> _WRITTEN REQUEST A_
In the essay below about writing the history of Johannesburg's Jewish community, in what year and city were the History Workshop movement and journal launched?
> _WRITTEN REQUEST B_
Decide whether each statement agrees with the essay below about writing the history of Johannesburg's Jewish community. Answer yes or no for each, and quote the deciding words of the essay. (i) The author was a first-year history student at the University of the Witwatersrand in 1976. (ii) Marks advised the author to finish a masters degree before starting a doctorate. (iii) The author had studied Jewish history before taking up the topic.
> _WRITTEN REQUEST C_
Extend the essay below about writing the history of Johannesburg's Jewish community, picking up after its final sentence.

Writing history about the ties that bind: reflections

  • Riva Krut (Boston University Impact Measurement & Allocation Program, USA)

How to Cite:

Krut, R., (2024) “Writing history about the ties that bind: reflections”, Jewish Historical Studies: A Journal of English-Speaking Jewry 55(1), 246–250. doi:

Rights: Copyright © 2023, The Author(s).



Published on
11 Jan 2024
Peer Reviewed

The editors invited me to reflect on how I came to write a doctoral thesis in 1985 with a perspective far different from that of mainstream South African Jewish historiography at the time. I now live in the United States and am retired from a career in corporate sustainability. Academic interests have been thoroughly overlaid by nearly four decades of family and executive life. With all the obvious caveats about the limits of memory, here are my reflections.

In 1976 I was a first-year history student at the University of the Witwatersrand (Wits) in Johannesburg. The Soweto Uprising catalysed a new generation of anti-apartheid activity as well as activist academic work using a Marxist class analysis. Charles Van Onselen, echoing Shula Marks at the School of Oriental and African Studies (SOAS) in London and Stanley Trapido at Oxford, was writing vibrant, readable history about the birth of capitalism with the gold rush to Johannesburg, followed by British intervention and victory in the South African War (1899–1902). This work included a strong subtheme of Jews as randlord capitalists as well as a visible and vilified immigrant lumpenproletariat.

I graduated in 1979 and applied to Marks’s masters programme in Southern African studies. Marks was a world-renowned South African historian; my parents had also been her madrichim (youth leaders) at Habonim’s summer camp in Hermanus,1 and she welcomed me warmly. She recommended that I proceed directly to a doctorate and dismissed concerns that I had neither the money nor a proposed topic. She suggested I explore the making of the Jewish community in Johannesburg; at the time the concept of “community” was emerging as a supplement to class analysis for South African history. I accepted the idea, although I had little interest in South African Jews or the Jewish community. My Jewishness is liberal, cultural, secular. I was of course proud of a hazily understood heritage of Jewish anti-apartheid activists in the 1950s and 1960s, but I had not studied Jewish history. Shula probably did not know this. But she did know that she was directing me towards some of the exciting new trends in historiography. Despite Shula’s support, my memory is that this topic did not sit well with my peers in the SOAS/Institute of Commonwealth Studies (ICS) Southern African Studies seminar. Perhaps they saw a focus on what had become a visible Jewish minority in a highly privileged white minority as a distraction, and not relevant to the broader project of rewriting history and righting the wrongs of apartheid. They may have assumed that I was more “Jewish” or more Zionist than I felt.

The History Workshop movement and journal were launched in 1976 in London. I was quickly immersed in a rich, vibrant flow of history writing that was anti-elites and anti-elitism; that drew on new sources like oral history and economic and social history to explore the history of Empire and Victorian England, including imperialism, immigration, class formation, nationalism, and racism. These were the years of Benedict Anderson’s Imagined Communities, Raphael Samuel and Jerry White’s social histories of the working class, including Jewish immigrants in Victorian London, Jonathan Frankel’s work on Jewish socialism in the Pale of Settlement, and David Feldman’s (then a peer doctoral student at Cambridge) research for his social history of English Jewry. For South African history, Marks, Trapido, van Onselen, Belinda Bozzoli, and their students were reinterpreting the colonial project and the construction of class, nation, race, and community.2 These were my starting points to examine why Jews migrated to Johannesburg and how they formed a community after they arrived.

> _EXTRACTED MATERIAL_
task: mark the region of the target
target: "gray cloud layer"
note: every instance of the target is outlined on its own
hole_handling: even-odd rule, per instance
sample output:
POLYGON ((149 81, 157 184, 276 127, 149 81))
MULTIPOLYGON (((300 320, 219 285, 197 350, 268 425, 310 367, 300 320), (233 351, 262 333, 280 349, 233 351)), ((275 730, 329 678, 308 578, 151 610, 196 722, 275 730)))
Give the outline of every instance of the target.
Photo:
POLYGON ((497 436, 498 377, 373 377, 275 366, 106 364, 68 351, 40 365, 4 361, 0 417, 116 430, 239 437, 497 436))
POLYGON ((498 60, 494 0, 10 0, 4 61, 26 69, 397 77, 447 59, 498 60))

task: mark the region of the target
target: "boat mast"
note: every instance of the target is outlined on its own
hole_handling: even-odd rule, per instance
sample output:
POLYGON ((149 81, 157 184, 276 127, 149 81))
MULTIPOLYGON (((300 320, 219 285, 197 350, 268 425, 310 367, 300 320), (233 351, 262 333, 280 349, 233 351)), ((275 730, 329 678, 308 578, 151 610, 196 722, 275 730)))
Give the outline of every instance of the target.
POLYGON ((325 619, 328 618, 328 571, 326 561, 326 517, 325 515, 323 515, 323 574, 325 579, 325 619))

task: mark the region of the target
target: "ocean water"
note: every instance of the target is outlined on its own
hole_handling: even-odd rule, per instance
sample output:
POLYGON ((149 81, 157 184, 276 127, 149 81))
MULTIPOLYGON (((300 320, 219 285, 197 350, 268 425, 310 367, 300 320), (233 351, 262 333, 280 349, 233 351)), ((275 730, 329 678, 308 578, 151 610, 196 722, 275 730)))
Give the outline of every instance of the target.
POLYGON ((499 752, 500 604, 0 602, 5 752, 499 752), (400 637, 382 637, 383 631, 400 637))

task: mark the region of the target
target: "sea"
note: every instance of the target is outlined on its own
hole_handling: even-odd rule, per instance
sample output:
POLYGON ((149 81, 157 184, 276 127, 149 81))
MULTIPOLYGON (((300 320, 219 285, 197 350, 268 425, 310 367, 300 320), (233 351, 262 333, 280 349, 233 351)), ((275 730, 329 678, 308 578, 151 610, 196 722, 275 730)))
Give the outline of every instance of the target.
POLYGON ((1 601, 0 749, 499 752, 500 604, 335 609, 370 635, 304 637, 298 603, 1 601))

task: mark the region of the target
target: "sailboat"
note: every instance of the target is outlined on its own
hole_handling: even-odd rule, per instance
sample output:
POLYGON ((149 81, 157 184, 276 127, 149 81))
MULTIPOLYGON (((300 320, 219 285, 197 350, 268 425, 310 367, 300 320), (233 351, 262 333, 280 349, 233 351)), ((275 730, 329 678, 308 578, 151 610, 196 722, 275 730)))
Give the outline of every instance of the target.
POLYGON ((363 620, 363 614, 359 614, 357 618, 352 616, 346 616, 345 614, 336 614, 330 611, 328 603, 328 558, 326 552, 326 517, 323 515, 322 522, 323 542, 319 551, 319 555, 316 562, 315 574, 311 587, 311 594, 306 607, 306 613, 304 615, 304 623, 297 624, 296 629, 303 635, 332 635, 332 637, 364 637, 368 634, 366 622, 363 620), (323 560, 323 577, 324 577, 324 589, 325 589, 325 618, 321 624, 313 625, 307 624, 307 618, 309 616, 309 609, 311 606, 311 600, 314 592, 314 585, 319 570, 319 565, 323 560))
--
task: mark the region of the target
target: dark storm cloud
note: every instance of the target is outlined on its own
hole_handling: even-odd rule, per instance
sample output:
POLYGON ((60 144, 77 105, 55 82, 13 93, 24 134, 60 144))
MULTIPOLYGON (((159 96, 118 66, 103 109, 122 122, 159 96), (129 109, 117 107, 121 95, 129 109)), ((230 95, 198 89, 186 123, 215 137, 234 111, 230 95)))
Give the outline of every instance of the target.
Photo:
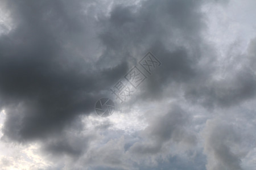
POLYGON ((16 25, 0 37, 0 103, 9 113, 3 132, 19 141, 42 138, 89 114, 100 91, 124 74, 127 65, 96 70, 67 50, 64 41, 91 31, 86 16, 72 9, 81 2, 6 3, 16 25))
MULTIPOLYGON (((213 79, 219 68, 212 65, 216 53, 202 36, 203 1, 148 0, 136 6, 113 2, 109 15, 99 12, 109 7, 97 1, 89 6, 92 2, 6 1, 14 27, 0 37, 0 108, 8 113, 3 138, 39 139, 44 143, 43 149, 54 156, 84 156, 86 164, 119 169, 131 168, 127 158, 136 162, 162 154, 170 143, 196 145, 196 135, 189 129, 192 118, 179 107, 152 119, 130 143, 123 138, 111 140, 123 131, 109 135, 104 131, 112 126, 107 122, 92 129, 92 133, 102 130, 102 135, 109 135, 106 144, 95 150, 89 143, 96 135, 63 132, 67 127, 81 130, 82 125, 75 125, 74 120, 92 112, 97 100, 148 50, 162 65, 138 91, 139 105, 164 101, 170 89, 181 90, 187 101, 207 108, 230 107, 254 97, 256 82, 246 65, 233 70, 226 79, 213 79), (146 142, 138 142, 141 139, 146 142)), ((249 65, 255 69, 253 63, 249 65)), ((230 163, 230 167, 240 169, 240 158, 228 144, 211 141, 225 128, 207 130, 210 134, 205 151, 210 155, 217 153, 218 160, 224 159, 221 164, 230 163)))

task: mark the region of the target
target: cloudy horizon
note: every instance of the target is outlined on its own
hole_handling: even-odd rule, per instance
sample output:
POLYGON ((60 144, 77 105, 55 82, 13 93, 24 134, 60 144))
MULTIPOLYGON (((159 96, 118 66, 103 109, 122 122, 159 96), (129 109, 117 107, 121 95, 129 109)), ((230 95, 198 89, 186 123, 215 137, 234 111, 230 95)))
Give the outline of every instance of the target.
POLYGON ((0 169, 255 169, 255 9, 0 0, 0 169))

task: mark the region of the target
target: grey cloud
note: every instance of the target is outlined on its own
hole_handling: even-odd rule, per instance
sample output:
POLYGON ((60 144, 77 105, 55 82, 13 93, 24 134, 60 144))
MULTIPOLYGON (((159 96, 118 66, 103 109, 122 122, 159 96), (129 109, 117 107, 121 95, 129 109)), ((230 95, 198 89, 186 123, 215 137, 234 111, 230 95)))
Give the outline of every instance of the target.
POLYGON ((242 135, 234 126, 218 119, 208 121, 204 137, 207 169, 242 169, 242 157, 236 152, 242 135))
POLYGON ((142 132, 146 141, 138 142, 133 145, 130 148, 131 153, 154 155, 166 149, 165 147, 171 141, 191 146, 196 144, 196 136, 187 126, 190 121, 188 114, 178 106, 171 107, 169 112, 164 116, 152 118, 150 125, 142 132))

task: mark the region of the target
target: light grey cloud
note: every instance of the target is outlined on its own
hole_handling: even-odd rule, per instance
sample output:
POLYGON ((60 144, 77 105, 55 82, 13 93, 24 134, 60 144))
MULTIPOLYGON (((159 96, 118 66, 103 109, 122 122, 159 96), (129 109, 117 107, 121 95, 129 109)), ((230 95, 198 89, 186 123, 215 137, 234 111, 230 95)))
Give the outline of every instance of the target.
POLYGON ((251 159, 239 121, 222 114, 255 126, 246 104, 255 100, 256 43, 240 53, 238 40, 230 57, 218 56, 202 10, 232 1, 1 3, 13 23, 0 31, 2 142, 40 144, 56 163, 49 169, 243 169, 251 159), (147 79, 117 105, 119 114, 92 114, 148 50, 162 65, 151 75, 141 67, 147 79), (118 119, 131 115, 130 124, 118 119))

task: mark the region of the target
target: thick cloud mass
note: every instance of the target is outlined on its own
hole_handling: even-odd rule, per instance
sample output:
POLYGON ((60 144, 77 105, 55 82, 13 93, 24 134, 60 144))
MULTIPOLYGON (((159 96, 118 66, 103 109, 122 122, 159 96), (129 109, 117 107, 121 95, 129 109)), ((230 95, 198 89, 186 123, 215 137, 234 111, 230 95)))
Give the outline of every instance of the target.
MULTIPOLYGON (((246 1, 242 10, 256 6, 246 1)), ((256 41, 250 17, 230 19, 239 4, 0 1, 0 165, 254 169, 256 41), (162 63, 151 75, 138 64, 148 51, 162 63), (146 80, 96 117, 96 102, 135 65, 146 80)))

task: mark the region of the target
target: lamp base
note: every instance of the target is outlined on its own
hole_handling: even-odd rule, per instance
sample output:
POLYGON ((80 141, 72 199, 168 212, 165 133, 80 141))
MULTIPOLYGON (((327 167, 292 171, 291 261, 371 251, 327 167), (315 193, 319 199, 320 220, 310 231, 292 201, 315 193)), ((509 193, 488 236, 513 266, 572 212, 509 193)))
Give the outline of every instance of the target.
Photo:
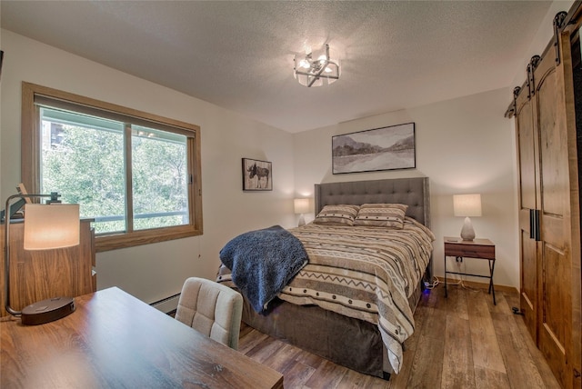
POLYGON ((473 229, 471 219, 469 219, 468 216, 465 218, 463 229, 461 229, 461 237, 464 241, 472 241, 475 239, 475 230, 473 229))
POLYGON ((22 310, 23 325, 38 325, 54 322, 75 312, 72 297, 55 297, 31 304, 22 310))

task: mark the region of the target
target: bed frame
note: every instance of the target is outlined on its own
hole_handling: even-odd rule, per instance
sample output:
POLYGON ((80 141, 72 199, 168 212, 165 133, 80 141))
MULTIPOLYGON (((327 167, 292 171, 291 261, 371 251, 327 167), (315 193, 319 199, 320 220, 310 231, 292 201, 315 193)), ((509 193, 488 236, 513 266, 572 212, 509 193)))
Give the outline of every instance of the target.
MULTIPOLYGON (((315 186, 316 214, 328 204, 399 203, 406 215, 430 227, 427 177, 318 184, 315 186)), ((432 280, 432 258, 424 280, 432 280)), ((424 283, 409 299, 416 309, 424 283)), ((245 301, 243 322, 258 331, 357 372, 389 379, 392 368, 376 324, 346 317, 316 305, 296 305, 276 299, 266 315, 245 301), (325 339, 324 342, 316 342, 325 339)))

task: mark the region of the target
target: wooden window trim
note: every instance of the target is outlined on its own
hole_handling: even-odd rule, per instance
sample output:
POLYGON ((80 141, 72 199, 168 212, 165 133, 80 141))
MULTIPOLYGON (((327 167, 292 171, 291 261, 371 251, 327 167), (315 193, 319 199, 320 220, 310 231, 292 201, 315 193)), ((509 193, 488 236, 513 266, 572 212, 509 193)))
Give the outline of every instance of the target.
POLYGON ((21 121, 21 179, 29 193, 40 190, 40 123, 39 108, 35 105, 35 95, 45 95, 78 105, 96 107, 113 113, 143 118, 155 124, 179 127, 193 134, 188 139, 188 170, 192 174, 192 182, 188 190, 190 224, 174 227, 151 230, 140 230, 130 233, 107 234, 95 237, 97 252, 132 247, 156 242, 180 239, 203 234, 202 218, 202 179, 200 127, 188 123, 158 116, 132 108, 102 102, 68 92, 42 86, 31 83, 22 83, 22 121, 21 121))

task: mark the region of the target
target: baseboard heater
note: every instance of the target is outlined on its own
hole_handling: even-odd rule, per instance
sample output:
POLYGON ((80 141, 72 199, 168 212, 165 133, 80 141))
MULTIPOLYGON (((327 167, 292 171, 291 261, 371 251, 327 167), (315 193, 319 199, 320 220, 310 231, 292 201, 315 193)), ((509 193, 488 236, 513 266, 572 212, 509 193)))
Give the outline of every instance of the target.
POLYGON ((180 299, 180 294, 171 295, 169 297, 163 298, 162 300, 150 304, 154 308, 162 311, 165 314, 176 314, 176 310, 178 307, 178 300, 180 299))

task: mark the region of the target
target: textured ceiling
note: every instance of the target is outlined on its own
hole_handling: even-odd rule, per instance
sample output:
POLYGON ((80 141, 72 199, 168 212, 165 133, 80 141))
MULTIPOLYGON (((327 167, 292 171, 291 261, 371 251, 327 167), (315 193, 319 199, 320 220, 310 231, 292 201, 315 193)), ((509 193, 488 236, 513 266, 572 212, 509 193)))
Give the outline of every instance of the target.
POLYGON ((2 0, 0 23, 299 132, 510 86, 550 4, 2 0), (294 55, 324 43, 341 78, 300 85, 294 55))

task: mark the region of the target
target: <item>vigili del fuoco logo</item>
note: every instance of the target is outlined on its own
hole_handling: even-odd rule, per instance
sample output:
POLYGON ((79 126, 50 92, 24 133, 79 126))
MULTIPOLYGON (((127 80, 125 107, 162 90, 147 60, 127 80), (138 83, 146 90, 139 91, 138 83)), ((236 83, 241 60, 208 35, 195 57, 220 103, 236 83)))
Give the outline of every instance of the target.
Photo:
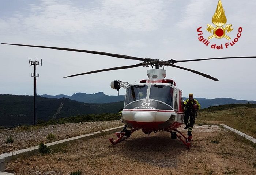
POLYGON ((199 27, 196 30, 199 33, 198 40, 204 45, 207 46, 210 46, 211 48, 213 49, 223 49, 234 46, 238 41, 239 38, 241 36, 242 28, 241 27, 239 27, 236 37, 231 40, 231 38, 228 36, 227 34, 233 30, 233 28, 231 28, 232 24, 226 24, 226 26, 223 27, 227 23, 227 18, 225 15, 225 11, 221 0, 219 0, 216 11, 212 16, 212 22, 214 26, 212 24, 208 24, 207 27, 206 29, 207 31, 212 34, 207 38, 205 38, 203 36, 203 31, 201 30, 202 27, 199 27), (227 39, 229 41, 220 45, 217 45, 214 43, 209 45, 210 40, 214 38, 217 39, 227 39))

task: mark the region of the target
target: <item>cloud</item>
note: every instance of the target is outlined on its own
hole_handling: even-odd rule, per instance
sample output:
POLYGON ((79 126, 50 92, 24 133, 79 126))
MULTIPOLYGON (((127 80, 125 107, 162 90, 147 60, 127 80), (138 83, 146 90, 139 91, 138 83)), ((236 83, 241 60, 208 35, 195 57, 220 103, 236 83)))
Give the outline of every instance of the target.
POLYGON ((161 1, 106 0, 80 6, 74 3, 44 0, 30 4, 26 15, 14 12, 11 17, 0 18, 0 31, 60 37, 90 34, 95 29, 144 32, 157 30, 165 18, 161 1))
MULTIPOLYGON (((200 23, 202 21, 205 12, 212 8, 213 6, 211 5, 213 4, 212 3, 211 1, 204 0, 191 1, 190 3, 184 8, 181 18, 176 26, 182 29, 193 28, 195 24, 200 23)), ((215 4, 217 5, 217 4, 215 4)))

> _TASK ANSWER A_
1976, in London.

> _TASK ANSWER B_
(i) Yes: "In 1976 I was a first-year history student at the University of the Witwatersrand (Wits) in Johannesburg."
(ii) No: "She recommended that I proceed directly to a doctorate"
(iii) No: "but I had not studied Jewish history."

> _TASK ANSWER C_
The first chapter of the thesis, “From Kovno to Cape Town”, told the origin story. I discovered the institutional records and shipping logs of the Poor Jews Temporary Shelter (PJTS) in London. The shipping logs provided records of almost all the 40,000 Jews that went from Eastern Europe to South Africa in the period 1885–1914. The records revealed a close relationship between the PJTS and the Union Castle Shipping Line and – in a challenge to the standard push-pull history of migration – showed the role played by international shipping companies and English Jewish elites in directing the emigrant flow from the Pale to South Africa, as well as to the U.S. and South America. The shipping logs confirmed for the first time that most Jewish immigrants to Johannesburg came from the Kovno gubernia in the then Russian region of Lithuania, making a very homogenous group. And unlike other European immigrants to South Africa in this period, most travelled in families, providing them with important social resilience and a capacity for upward mobility. The material was new and the arguments were original. As I found the PJTS records and did this research after I had completed the other chapters, this chapter was written last and quickly, when I had run out of time. I nevertheless consider this the most significant contribution of the thesis. Both the material and the analysis contributed to later South African Jewish history and to an emerging awareness of the role of shipping companies in shaping Jewish and other migration patterns.3

Jews in prewar Johannesburg constituted a community in that they debated among themselves. But they were also divided by class and circumstance, by language, Zionist vision, type of religious affiliation, and political allegiance (Boer or British). I argued that under postwar imperial rule, the Jewish elite crafted a South African Jewish community that was aligned with being white and middle class. Jewish immigration into Johannesburg influenced the emerging definitions of race and nation in early South African state formation, as it did in other New World recipient countries. However, my starting assumptions about class were continually challenged by the data and the unique qualities that ultimately bound this community after the war: its small size, the ethnic homogeneity of the immigrants who quickly dominated Jewish society, and the opportunity to be identified as white as this racial definition was forged. This chapter is reproduced in full in this edition of JHS.

The History Workshop also birthed the new field of women’s history and concepts of middle-class domestic feminism, philanthropy, motherhood, gender, childhood, and the immigrant family in Victorian England. Anna Davin’s landmark “Imperialism and Motherhood” was published in 1978, and women’s history flourished. Jewish women’s history was a subtheme, most notably in the United States, with historians including Charlotte Baum, Paula Hyman, and Sonya Michel.4 Making women visible in history was considered part of the broader struggle for women’s equality; community support was crucial among feminist historians. At different times, I lived with Shula and her family in Dulwich, and later with Anna Davin in her bohemian terrace house in Elephant and Castle, where most dinnertimes we hosted feminist social historians.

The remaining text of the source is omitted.